Problem description >> Copy every line of the records below word for word, but leave out the pictures.

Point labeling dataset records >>
• • • •

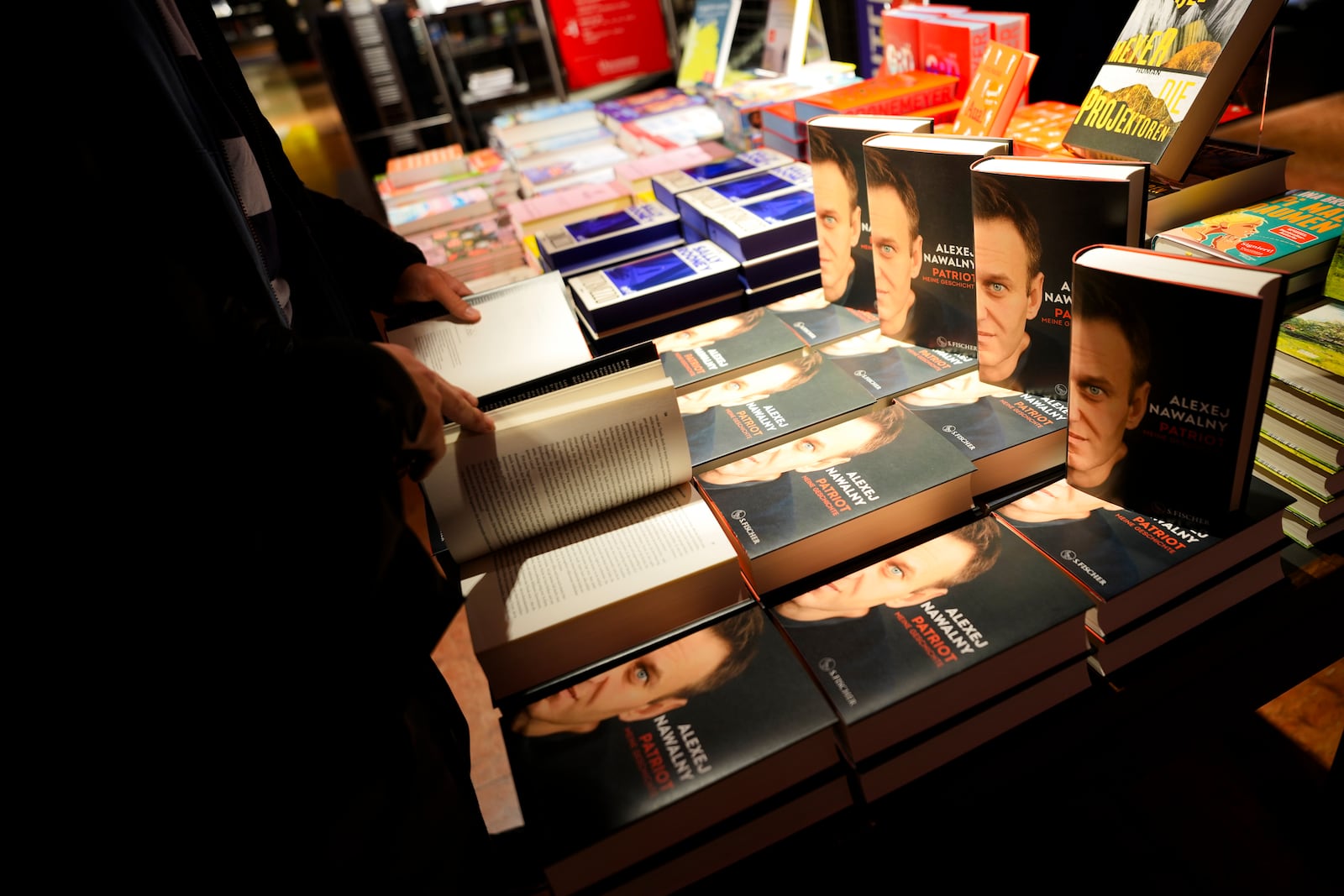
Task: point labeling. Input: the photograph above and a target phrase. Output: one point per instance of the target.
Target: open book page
(558, 458)
(526, 331)
(638, 547)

• • • •

Finished answer >>
Task: point labeling. Input: the photograph above and a target phrase. Output: one point per instance of the target.
Target: open book page
(558, 458)
(526, 331)
(638, 547)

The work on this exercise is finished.